Data entries
BEGIN

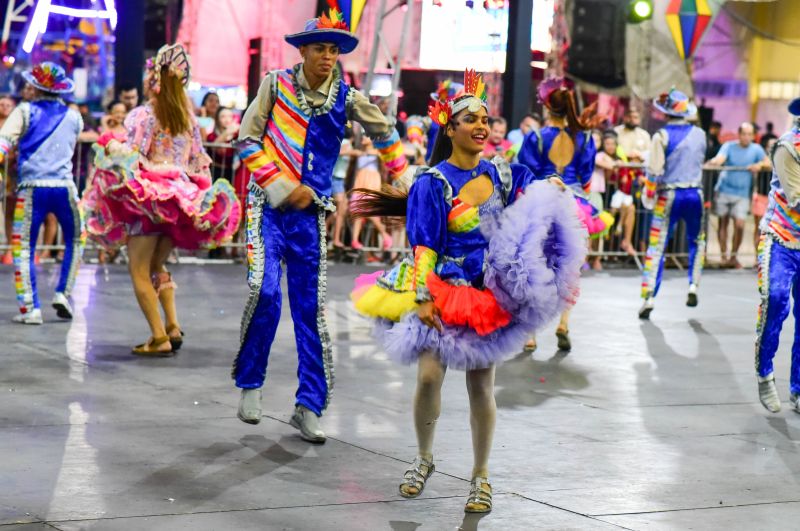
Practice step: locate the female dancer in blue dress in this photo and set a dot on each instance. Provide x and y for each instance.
(564, 148)
(490, 265)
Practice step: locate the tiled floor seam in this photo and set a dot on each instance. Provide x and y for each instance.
(576, 513)
(249, 509)
(686, 509)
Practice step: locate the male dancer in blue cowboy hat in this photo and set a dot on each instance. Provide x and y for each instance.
(779, 266)
(46, 132)
(673, 190)
(290, 139)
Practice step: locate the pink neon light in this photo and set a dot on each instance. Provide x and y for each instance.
(44, 9)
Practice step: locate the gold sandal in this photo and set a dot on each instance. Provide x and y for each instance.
(563, 339)
(415, 478)
(175, 341)
(480, 496)
(150, 348)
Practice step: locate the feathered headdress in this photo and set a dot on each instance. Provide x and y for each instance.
(332, 27)
(473, 97)
(175, 58)
(49, 77)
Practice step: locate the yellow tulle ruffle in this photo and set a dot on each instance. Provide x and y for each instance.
(380, 302)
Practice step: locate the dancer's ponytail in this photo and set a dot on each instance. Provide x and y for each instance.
(389, 201)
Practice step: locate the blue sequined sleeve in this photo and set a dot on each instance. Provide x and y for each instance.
(426, 224)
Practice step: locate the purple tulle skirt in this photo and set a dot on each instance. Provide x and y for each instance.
(536, 249)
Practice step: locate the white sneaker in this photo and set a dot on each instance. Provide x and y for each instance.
(250, 406)
(32, 317)
(768, 394)
(307, 422)
(794, 399)
(691, 299)
(62, 306)
(647, 307)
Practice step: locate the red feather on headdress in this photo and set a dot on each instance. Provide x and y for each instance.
(474, 85)
(335, 21)
(440, 112)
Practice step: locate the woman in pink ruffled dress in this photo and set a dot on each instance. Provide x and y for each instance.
(152, 190)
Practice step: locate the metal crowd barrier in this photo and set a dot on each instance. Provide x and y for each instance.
(225, 166)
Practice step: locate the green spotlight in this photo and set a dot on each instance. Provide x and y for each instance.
(640, 10)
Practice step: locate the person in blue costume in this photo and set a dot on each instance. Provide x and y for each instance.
(45, 131)
(564, 148)
(490, 265)
(290, 139)
(673, 190)
(779, 267)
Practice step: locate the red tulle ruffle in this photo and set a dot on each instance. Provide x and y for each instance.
(467, 306)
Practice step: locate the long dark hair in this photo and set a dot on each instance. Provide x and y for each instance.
(389, 201)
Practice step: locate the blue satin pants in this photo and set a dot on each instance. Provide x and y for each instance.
(672, 206)
(778, 279)
(32, 206)
(296, 238)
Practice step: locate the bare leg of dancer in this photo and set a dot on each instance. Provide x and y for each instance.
(141, 250)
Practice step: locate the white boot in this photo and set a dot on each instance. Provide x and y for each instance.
(691, 299)
(250, 406)
(647, 307)
(768, 393)
(32, 317)
(307, 422)
(62, 306)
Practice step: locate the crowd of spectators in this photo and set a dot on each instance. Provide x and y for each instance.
(622, 152)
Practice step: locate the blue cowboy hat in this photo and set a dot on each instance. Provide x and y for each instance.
(49, 77)
(321, 30)
(794, 107)
(675, 103)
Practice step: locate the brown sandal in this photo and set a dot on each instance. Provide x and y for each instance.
(175, 341)
(150, 348)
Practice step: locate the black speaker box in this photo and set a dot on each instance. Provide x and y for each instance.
(597, 49)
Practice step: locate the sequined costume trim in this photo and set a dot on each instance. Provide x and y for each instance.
(255, 258)
(332, 95)
(659, 232)
(78, 243)
(700, 255)
(21, 249)
(322, 293)
(764, 253)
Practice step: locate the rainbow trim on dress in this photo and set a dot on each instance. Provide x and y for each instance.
(463, 217)
(424, 263)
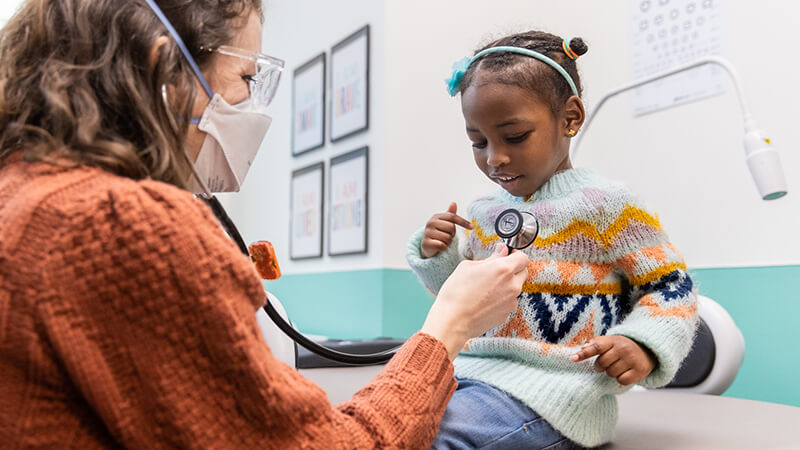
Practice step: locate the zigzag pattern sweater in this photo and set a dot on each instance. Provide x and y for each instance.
(601, 266)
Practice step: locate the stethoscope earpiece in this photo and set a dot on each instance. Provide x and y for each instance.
(518, 228)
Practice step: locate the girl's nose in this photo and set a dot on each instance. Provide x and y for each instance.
(496, 157)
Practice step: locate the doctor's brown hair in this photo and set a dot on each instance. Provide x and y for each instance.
(77, 86)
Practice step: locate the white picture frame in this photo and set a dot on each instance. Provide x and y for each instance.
(308, 106)
(348, 216)
(349, 103)
(307, 208)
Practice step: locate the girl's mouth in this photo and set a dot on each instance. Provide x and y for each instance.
(508, 182)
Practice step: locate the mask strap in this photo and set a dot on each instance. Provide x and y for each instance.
(182, 47)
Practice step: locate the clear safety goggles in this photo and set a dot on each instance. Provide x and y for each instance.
(266, 74)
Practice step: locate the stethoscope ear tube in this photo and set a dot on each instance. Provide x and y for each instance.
(288, 329)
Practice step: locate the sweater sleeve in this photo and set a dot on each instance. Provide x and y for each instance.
(432, 272)
(661, 311)
(153, 319)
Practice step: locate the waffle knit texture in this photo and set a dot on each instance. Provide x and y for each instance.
(127, 319)
(601, 265)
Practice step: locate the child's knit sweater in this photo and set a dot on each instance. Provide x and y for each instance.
(601, 266)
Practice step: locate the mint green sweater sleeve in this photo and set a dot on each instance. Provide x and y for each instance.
(663, 301)
(432, 272)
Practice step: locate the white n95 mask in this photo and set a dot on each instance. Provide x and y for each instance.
(233, 138)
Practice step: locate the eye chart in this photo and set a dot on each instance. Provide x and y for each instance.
(670, 33)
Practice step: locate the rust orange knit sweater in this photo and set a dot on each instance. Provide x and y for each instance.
(128, 318)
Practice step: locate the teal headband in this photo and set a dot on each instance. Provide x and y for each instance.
(460, 67)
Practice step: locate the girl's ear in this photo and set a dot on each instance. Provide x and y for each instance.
(573, 116)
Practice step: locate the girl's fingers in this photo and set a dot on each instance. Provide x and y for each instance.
(617, 368)
(605, 360)
(455, 219)
(592, 348)
(444, 226)
(438, 235)
(627, 377)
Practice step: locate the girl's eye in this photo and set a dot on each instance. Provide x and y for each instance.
(518, 138)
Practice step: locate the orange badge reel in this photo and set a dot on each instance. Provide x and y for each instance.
(263, 255)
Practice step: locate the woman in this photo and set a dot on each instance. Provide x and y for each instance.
(126, 315)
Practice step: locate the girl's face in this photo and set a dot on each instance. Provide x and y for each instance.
(516, 140)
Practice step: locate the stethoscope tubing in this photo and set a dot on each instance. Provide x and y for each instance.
(274, 315)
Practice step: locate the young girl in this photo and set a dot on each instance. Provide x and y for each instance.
(608, 302)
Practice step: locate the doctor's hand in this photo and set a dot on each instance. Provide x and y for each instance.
(619, 357)
(440, 230)
(478, 296)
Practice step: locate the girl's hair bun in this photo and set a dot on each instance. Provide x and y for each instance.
(578, 46)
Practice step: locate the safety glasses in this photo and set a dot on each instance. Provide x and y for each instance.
(266, 74)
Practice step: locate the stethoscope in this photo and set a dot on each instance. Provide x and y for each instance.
(518, 229)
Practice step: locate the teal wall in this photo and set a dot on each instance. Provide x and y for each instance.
(353, 305)
(764, 302)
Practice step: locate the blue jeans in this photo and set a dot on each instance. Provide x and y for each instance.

END

Exercise goal:
Return word for word the line with "Practice step: locate the stethoscope in" and every line after it through the end of the records above.

Task result:
Practice step: locate the stethoscope in this photo and set a dot on each instance. Provide x and y for each instance.
(518, 229)
Practice step: locate the teal wall in this photo and set a dot on each instance. Provide x and y for each instance.
(353, 305)
(764, 302)
Practice step: locate the blue jeans in this photo and set a dot on each instance. Provide x and y for each instance.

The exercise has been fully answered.